[Named-object pointing records]
--- --- ---

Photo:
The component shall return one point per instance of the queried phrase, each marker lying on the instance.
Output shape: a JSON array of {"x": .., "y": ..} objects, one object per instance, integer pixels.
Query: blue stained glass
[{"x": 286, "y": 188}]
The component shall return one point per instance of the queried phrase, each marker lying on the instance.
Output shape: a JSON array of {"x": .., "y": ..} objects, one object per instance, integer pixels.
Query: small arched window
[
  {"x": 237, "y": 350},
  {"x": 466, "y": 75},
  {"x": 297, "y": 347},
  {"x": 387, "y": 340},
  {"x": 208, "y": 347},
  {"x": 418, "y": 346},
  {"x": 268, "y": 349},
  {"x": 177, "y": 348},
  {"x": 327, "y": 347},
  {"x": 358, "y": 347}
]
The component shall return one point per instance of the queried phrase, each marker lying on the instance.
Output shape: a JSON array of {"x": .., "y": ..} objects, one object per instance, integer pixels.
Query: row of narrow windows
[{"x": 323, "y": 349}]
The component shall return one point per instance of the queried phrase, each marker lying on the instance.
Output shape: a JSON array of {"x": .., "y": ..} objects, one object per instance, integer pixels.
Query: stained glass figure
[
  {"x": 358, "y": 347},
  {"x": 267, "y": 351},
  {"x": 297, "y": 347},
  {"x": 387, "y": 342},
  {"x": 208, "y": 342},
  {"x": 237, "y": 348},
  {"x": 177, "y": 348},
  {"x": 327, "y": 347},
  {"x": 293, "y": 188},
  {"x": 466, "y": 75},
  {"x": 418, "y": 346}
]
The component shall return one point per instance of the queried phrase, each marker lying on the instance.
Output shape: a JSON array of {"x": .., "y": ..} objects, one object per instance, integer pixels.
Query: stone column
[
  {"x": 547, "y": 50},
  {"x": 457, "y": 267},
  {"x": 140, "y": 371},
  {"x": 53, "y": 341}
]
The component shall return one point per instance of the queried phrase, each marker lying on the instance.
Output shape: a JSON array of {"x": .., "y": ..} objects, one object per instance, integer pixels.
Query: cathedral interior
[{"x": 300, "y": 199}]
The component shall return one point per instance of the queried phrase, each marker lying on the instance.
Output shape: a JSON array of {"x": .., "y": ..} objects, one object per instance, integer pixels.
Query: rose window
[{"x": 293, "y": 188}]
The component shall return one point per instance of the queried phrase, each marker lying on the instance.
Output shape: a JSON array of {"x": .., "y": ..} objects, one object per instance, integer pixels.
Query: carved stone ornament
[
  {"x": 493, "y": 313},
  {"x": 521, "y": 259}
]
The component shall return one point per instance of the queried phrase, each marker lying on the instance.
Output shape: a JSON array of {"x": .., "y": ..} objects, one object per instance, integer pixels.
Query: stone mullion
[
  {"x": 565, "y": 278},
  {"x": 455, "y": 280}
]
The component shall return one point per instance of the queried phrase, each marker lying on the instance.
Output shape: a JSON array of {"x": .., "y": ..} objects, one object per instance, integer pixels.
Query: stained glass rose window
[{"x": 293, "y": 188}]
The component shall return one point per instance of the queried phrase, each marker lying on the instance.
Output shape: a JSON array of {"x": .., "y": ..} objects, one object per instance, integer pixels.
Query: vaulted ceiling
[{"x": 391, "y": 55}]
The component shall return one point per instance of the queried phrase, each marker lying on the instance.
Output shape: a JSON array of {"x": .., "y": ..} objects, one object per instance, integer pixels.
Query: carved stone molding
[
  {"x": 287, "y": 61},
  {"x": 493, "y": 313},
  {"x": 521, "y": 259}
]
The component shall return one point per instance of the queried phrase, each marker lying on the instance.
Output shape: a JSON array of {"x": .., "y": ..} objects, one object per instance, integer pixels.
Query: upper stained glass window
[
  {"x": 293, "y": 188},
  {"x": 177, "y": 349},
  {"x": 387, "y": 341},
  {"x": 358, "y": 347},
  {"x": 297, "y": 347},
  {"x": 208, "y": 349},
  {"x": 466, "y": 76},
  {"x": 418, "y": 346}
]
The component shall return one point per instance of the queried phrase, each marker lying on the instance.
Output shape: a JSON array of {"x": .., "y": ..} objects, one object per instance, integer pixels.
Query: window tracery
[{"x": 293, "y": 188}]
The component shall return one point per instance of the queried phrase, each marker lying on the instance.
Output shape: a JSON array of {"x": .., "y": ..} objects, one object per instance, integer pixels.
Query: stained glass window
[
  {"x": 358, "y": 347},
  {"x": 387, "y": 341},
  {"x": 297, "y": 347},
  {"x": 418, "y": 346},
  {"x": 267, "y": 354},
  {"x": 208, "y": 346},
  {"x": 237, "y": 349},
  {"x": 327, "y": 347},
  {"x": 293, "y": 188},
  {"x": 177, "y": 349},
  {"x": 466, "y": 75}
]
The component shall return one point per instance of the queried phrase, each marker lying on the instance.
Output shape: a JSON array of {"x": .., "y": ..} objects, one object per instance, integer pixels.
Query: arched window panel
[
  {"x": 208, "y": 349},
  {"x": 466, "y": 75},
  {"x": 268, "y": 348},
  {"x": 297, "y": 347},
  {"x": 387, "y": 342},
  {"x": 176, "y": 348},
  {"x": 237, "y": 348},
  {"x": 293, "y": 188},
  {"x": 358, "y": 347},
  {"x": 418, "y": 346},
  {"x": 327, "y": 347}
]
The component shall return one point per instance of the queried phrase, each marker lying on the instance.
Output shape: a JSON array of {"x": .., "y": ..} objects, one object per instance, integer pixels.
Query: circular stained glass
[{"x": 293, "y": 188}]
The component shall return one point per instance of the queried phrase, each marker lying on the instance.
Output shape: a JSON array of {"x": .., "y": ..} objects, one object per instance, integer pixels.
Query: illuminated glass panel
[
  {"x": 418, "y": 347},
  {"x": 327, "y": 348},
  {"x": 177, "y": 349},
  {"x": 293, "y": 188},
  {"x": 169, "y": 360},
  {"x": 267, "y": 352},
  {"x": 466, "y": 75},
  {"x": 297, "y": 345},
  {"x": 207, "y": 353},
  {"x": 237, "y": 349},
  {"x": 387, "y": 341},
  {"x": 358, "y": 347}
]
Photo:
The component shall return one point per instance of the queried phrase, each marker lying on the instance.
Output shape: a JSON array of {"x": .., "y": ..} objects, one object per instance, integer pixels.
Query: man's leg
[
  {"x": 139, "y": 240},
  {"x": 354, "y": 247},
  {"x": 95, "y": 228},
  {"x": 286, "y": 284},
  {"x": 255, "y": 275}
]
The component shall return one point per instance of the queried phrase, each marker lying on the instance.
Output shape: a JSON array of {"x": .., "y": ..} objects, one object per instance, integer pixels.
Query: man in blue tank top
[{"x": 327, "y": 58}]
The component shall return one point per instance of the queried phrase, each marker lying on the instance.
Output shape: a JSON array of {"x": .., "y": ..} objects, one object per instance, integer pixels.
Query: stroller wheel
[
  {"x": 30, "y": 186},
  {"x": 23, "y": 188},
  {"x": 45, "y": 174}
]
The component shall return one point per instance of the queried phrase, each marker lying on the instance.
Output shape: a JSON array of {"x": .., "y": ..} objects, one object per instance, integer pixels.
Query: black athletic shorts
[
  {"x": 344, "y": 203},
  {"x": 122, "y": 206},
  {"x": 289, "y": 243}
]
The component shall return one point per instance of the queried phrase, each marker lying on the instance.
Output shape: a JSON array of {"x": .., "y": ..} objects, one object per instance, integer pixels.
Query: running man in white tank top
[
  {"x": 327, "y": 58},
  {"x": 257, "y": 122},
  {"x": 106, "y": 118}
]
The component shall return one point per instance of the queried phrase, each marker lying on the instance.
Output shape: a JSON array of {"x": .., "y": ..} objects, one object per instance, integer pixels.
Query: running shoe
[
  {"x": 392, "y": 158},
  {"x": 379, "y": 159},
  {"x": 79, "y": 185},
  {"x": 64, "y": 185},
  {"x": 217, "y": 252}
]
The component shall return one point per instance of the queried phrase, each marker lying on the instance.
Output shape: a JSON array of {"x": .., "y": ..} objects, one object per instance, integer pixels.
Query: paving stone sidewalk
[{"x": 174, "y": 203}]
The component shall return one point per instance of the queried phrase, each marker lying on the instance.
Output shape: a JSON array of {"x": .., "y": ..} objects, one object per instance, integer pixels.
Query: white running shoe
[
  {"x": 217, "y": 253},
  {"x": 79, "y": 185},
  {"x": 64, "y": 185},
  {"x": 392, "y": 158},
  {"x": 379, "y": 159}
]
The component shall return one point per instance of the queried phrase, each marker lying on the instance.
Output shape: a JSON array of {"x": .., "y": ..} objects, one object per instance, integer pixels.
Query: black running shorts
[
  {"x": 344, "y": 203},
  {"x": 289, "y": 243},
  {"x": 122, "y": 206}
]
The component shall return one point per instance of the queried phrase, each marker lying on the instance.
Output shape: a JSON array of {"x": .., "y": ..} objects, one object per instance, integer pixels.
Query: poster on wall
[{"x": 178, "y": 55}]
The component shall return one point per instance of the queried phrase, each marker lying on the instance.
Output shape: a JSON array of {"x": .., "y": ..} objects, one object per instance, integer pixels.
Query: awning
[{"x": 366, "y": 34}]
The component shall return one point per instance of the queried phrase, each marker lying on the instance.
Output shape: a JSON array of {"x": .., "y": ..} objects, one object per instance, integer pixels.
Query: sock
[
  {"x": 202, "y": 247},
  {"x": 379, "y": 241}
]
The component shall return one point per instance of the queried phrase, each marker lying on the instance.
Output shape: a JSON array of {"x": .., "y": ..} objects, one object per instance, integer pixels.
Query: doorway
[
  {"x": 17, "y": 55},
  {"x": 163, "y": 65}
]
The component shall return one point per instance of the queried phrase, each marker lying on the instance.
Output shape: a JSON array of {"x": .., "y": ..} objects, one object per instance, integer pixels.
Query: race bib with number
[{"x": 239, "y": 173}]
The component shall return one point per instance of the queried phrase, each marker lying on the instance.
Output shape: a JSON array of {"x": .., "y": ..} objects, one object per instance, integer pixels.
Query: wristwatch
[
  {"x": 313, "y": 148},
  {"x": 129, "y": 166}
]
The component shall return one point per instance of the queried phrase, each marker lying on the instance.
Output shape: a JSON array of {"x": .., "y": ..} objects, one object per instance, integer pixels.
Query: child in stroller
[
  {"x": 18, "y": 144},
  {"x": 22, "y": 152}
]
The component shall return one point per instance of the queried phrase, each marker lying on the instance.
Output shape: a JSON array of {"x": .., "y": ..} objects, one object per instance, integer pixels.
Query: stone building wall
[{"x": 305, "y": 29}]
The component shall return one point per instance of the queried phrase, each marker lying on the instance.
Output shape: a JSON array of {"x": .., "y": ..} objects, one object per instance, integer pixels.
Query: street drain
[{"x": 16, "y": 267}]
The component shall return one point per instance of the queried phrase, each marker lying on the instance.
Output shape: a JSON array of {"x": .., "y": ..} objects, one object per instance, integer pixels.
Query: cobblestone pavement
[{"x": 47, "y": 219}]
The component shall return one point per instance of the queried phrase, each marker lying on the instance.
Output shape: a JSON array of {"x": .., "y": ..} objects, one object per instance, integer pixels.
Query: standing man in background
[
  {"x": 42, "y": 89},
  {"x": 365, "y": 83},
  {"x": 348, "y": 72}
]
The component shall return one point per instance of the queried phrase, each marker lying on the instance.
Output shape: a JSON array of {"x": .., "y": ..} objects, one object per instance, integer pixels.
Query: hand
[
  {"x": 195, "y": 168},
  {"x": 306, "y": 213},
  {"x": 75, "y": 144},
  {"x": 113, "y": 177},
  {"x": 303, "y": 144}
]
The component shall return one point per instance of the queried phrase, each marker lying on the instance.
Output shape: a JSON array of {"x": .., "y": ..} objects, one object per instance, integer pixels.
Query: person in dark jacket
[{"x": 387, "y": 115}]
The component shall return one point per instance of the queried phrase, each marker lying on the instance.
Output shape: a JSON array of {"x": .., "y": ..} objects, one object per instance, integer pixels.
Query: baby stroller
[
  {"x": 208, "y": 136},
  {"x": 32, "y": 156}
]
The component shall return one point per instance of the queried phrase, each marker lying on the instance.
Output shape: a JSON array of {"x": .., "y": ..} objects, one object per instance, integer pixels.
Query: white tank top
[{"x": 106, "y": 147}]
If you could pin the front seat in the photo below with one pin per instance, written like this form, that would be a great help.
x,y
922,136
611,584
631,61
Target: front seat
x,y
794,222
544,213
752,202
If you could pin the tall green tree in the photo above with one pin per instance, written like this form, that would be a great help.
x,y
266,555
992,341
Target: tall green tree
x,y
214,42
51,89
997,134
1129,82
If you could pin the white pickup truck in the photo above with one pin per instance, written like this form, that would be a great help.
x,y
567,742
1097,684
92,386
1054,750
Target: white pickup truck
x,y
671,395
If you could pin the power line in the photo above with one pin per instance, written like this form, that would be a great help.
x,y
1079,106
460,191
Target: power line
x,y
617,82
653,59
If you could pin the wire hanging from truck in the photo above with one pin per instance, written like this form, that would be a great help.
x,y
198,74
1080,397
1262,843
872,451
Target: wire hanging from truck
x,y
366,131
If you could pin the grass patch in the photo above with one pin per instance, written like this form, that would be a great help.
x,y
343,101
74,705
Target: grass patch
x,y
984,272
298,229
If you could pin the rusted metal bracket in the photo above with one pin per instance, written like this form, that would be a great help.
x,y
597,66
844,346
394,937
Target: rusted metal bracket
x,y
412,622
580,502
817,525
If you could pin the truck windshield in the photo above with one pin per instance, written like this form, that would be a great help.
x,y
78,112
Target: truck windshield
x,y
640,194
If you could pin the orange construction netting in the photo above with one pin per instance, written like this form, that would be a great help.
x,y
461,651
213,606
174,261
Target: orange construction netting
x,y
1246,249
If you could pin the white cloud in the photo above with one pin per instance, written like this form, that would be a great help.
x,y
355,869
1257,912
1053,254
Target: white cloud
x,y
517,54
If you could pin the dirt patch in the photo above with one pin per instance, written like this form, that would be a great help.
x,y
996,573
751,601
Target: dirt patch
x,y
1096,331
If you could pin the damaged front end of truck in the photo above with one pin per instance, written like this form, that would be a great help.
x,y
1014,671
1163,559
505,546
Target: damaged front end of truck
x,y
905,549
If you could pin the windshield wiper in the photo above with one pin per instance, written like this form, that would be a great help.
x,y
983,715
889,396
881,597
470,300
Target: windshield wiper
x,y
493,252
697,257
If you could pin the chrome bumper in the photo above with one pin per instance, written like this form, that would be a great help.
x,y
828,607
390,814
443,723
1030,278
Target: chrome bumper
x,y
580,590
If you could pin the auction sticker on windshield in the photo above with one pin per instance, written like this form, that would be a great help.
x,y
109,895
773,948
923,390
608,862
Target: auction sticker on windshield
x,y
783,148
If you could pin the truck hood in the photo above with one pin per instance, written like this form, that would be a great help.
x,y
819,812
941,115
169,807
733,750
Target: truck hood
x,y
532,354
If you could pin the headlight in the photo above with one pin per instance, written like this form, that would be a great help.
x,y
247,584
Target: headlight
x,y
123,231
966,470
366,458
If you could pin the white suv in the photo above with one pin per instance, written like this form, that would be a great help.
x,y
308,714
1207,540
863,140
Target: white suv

--- --- ---

#### GOAL:
Could you rewrite the listing, starting at the line containing "If you could pin the truck hood" and ending at the end of the listing, with every "headlight" renamed to "front lamp" and nothing else changed?

#### TASK RESULT:
If you could pin the truck hood in the photo above with one pin per instance, written like this form, that would be a great help.
x,y
819,812
941,115
169,807
733,750
Target: truck hood
x,y
532,354
If you could pin the front lamp in the photo above with one pin per instance, written like this form, that would be a great help.
x,y
247,584
Target: front lamp
x,y
123,231
966,470
366,458
If you could pin the white suv in the photo above with one pin per instance, written like this form, that would be a great help.
x,y
308,714
1207,540
863,140
Target: white suv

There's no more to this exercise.